== FRAGMENTO PARA LEER ==

Cómplices

Sábado, 21 de mayo de 2011

Llevo varios días, casi una semana, en volandas del viento de los acontecimientos que aún no quiero calificar, quizá porque no sepa calificarlos. Es fácil caer en la trampa de las grandes palabras, porque todo lo que está sucediendo en nuestras plazas remite a pensamientos que empujan hacia las cumbres. Hacía tantos años que no ocurría algo semejante, si es que alguna vez había pasado.
Y tampoco quiero convocar a los vocablos contundentes por una cuestión casi supersticiosa, no vaya a ser que al traerlas a mis líneas todo este afán comience a resquebrajarse. Es aún una criatura poco curtida en los avatares de una existencia complicada y repleta de acechanzas: demasiadas fieras insaciables muestran sus colmillos afilados como segures, dispuestas a saltar y desgarrar su yugular cargada de sangre fresca y apetitosa.
He empezado varias veces torpes líneas queriendo bosquejar mis impresiones necesariamente incompletas, pero no he podido: he estado distraído con lo que otros decían y escribían, con los que otros –más diestros que uno mismo- exponían. Y cuando mis palabras ocupaban su posición dentro de una frase, en realidad ya se habían marchitado, porque mi atención estaba más pendiente de no perder los latidos que se escuchaban allá, en el kilómetro cero del futuro, en esa Puerta del Sol desde donde han de arrancar las nuevas propuestas que devuelvan a la democracia su verdadero significado.
Al contemplar la muchedumbre apiñada en la Puerta del Sol, me venían a la cabeza preguntas sin respuesta, ilusiones sin fronteras, sueños sin cadenas. Pero al mismo tiempo, y acaso por lo mismo, sentía la confusión y el vértigo que producen las situaciones de encrucijada (seguiré sin subir al pedestal de la grandilocuencia, aunque me lo pidan los dedos que se lanzan en modo automático hacia ciertos vocablos solemnes como un monumento).
Existen demasiadas ilusiones latiendo al unísono en todas las plazas de tantas ciudades, porque esa indignación de la que se parte ha encontrado una vía de escape más allá de la mediocre resignación a la que parecíamos destinados. Alguien se ha dado cuenta de que antes de sucumbir, todavía nos queda la opción de recuperar lo que nunca debimos regalar, porque es nuestro, porque a los políticos no sólo les elegimos, sino que les elegimos para que sean nuestra imagen, nuestras manos, nuestros representantes; porque a los banqueros ni siquiera les elegimos, les pagamos para que custodien nuestras exiguas rentas y si pueden las hagan crecer algo, no para que se enriquezcan y ocupen la mesa presidencial. Cuando yo nombro un representante ante los tribunales o para una junta de vecinos, sólo estoy diciendo que esta persona va a obrar como yo lo haría.

===
== SECCIÓN DE DATOS ==

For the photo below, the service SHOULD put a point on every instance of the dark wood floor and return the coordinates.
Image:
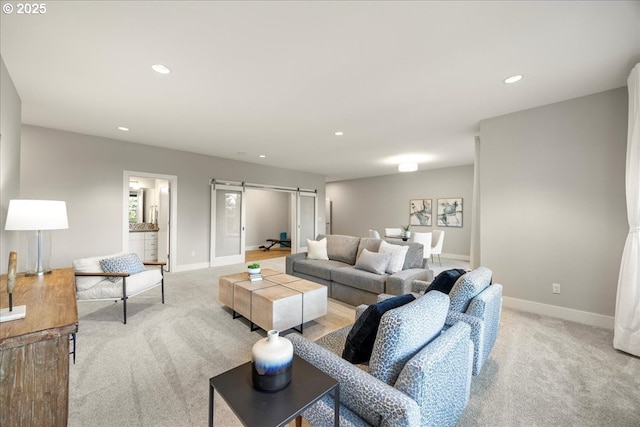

===

CONSIGNA:
Enumera todo lo que, según el fragmento para leer, le venía a la cabeza a quien escribe al contemplar la muchedumbre apiñada en la Puerta del Sol.

RESULTADO DEL EJERCICIO:
- Preguntas sin respuesta
- Ilusiones sin fronteras
- Sueños sin cadenas